>> Start Records shown

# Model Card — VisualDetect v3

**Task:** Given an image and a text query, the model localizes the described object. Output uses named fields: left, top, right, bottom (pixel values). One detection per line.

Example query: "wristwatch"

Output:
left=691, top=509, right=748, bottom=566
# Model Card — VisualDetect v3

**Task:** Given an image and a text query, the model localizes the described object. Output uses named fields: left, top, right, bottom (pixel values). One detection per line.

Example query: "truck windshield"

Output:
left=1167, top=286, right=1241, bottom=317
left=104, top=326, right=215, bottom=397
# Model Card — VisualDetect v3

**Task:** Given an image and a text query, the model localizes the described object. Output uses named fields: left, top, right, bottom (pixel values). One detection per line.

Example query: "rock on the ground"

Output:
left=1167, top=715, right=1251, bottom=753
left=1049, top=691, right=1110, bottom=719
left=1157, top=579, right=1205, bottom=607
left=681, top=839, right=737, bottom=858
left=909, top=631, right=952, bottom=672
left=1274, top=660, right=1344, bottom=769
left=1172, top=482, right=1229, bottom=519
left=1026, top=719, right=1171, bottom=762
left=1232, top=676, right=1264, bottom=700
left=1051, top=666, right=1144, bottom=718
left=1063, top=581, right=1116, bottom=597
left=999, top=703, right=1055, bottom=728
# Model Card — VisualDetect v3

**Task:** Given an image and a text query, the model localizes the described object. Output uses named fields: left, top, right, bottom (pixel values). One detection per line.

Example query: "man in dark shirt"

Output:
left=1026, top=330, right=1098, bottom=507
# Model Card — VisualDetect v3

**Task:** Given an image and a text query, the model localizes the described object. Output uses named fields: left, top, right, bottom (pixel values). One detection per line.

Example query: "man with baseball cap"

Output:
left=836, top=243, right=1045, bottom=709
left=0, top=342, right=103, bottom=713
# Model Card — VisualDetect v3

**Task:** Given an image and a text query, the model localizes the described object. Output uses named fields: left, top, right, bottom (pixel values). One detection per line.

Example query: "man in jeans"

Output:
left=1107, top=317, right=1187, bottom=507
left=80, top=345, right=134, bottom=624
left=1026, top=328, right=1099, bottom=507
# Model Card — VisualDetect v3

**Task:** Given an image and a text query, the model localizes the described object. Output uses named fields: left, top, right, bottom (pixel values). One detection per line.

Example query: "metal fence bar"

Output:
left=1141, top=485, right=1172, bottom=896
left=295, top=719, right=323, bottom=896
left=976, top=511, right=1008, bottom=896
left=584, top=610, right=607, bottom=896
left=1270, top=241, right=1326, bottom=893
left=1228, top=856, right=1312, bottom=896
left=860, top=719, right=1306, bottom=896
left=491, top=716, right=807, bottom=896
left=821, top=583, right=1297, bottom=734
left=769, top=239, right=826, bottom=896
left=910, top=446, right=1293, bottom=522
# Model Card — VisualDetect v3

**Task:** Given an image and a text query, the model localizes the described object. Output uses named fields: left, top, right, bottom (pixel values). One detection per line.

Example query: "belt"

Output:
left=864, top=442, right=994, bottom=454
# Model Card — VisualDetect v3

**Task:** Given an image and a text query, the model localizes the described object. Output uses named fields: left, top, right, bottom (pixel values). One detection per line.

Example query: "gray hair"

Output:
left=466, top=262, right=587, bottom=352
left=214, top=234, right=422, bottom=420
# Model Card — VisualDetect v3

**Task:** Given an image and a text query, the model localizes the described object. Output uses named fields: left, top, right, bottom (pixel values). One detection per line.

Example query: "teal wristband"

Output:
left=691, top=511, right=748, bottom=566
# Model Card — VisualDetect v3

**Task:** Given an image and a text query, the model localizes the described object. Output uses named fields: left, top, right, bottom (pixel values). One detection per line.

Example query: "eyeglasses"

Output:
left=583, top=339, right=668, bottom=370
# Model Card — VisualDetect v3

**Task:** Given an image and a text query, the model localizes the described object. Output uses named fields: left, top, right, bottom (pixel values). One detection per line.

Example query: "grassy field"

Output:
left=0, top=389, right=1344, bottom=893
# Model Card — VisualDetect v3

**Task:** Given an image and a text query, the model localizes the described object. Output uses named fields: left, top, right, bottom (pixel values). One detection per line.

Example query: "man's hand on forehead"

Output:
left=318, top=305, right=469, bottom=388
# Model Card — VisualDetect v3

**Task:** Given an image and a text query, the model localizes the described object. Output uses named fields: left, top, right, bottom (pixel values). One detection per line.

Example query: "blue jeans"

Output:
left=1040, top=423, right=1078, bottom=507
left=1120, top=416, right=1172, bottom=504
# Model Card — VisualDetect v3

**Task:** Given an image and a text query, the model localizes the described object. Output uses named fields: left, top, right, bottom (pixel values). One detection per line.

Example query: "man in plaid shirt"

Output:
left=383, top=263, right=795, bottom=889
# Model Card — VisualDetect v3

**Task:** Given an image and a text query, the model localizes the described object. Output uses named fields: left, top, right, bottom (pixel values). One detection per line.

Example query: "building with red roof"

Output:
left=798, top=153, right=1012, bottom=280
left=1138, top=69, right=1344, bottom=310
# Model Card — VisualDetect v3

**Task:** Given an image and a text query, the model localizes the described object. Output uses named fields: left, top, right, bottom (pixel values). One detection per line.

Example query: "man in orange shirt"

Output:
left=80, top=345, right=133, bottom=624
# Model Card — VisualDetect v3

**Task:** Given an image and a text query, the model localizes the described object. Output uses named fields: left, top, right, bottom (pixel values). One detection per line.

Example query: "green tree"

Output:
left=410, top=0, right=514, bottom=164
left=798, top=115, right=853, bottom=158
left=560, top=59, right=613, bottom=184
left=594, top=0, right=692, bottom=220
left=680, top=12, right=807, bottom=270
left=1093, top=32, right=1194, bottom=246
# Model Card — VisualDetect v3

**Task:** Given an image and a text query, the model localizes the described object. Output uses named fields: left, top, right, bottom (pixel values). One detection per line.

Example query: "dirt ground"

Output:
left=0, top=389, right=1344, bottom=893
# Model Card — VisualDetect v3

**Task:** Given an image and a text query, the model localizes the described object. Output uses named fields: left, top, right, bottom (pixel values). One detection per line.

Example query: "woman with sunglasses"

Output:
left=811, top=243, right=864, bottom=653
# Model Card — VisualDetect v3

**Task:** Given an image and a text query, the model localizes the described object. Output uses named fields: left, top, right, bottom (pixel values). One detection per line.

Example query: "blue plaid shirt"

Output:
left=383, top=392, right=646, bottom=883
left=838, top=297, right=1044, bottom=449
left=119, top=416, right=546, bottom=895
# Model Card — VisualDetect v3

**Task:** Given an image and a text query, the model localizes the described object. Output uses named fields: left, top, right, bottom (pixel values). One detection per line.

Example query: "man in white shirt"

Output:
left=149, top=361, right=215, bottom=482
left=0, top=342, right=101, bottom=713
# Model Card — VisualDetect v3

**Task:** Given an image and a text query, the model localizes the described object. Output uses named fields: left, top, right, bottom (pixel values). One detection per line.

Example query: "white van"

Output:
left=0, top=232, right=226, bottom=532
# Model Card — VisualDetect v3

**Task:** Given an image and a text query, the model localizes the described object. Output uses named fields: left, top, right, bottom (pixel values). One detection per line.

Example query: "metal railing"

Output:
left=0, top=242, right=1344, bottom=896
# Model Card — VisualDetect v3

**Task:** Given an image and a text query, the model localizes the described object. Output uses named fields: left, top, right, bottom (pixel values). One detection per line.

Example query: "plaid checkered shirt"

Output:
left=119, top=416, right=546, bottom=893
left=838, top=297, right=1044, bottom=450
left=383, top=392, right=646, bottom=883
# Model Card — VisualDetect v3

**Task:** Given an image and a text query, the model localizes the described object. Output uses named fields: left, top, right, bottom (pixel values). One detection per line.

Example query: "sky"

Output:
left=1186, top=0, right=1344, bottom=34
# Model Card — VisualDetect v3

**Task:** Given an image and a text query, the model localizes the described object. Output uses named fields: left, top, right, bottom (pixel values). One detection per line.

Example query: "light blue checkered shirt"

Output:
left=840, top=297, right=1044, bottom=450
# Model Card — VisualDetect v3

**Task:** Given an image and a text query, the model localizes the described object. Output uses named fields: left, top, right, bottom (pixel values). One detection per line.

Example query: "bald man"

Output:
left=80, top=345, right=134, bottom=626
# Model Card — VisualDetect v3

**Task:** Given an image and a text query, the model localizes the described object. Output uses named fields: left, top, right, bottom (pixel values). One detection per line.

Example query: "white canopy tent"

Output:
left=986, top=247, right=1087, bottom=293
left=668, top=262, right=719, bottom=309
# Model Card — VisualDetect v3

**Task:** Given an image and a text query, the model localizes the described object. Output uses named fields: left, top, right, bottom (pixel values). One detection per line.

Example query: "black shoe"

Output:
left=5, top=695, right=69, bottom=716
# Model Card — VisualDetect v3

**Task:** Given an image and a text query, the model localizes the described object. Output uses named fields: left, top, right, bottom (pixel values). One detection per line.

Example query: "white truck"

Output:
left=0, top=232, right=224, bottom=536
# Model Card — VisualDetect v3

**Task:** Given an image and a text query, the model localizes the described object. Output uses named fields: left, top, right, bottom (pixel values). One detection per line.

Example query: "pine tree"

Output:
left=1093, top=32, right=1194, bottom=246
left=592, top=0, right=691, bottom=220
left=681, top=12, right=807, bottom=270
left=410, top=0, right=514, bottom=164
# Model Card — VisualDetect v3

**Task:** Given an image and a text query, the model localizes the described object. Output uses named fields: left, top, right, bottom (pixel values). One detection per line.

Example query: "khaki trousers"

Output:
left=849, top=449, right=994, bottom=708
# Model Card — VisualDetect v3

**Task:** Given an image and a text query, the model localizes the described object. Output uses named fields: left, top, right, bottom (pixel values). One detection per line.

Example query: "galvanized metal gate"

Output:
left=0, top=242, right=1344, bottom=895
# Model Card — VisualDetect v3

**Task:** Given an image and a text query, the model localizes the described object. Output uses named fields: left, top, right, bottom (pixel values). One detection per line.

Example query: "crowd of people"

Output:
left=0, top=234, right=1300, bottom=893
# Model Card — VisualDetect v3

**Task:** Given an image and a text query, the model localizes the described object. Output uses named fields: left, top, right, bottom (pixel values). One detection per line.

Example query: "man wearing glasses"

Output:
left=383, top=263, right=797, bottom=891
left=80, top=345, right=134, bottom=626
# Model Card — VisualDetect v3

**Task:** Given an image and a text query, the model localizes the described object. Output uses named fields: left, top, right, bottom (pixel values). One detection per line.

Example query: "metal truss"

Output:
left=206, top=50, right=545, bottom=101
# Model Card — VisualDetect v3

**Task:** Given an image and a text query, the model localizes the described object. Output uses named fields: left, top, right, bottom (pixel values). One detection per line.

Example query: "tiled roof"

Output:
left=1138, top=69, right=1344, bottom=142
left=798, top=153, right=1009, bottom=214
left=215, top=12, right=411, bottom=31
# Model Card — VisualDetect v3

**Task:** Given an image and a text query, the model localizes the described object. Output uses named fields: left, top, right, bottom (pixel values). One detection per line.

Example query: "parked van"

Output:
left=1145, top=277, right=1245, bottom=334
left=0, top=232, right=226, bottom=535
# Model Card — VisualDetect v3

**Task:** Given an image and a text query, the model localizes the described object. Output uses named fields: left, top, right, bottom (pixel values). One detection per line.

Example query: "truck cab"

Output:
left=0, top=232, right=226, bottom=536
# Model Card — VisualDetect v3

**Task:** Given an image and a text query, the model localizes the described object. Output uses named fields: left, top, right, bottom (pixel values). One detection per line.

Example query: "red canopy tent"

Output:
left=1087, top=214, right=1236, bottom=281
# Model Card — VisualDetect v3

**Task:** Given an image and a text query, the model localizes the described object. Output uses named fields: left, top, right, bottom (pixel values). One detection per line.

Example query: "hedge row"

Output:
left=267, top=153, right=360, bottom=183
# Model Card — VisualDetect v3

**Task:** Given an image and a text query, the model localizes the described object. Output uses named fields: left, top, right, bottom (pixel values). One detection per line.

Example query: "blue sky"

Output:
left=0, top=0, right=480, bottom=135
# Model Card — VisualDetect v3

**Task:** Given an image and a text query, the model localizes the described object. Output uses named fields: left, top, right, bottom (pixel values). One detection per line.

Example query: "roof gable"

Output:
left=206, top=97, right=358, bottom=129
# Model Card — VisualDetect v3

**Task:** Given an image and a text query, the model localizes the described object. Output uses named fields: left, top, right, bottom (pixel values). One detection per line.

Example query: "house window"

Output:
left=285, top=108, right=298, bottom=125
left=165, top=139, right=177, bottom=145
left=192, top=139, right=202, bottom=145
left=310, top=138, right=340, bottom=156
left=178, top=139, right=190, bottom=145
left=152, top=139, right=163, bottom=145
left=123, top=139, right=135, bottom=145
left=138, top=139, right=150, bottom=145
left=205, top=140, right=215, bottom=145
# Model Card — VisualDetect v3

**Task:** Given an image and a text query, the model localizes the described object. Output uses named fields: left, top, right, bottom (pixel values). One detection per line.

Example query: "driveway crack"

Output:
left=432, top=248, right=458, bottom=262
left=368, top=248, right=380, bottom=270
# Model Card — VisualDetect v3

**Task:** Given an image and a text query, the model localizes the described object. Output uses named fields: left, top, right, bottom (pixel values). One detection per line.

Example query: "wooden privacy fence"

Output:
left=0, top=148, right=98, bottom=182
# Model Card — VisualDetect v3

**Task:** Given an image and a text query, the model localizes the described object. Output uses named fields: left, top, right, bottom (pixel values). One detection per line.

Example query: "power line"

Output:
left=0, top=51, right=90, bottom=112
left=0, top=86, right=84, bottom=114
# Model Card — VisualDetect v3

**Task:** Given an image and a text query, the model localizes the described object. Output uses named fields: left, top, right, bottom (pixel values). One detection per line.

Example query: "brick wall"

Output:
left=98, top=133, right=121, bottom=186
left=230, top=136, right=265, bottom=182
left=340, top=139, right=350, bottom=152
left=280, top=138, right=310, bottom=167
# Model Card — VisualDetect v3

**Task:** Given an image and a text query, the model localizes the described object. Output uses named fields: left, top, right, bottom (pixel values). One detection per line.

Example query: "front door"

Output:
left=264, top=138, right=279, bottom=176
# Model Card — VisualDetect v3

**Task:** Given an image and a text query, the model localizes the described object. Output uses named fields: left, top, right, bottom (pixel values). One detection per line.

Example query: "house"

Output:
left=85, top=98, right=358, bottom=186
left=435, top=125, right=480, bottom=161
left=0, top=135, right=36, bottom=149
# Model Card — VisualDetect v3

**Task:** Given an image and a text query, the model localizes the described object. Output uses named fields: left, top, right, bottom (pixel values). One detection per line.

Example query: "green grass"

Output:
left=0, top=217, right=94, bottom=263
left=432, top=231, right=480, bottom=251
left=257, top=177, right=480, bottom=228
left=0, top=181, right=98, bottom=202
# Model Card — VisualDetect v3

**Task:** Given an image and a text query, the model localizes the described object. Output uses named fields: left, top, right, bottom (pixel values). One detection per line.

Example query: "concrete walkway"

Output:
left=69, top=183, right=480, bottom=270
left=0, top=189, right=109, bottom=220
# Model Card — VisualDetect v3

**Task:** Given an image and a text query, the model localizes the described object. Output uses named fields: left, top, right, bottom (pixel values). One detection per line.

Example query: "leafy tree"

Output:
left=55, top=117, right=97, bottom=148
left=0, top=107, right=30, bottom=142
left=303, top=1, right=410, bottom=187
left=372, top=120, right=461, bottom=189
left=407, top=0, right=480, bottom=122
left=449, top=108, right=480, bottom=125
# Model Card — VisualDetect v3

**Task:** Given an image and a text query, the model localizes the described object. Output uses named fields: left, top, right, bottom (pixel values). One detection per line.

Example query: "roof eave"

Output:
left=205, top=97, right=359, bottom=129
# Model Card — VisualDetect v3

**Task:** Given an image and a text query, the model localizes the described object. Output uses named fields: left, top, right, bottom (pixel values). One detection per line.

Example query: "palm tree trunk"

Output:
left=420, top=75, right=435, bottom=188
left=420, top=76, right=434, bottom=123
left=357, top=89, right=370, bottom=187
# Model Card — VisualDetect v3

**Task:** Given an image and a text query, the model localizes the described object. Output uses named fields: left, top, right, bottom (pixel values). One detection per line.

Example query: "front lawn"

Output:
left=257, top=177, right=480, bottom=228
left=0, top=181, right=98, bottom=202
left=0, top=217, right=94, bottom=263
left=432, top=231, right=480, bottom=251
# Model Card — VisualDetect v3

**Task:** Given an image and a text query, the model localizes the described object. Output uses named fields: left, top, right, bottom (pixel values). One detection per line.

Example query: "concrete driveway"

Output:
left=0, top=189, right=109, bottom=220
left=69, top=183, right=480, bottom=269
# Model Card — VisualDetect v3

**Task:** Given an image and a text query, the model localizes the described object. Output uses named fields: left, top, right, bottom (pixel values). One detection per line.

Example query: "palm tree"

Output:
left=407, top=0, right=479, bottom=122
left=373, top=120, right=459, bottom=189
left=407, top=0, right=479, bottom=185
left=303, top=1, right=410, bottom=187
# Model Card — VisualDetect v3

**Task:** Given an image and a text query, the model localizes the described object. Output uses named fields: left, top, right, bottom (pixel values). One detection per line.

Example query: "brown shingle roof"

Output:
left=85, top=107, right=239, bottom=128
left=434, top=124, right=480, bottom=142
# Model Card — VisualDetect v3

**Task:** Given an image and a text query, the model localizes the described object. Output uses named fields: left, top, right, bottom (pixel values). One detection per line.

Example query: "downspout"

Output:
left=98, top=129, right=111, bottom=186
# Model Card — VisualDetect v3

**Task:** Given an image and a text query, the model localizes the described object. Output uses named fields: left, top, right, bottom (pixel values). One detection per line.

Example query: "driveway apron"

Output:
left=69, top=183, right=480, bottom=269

>> End Records shown

*What the task requires:*
Copy out the rows above word for word, starting at the first line and ending with the line containing "left=691, top=509, right=748, bottom=566", that line included.

*Complete output:*
# Model Card — VisualDetect v3

**Task:** Given an image and a text query, the model localizes the described object. Output uses named fields: left, top, right, bottom (pixel values). One detection per line.

Example query: "wristwatch"

Output:
left=691, top=509, right=748, bottom=566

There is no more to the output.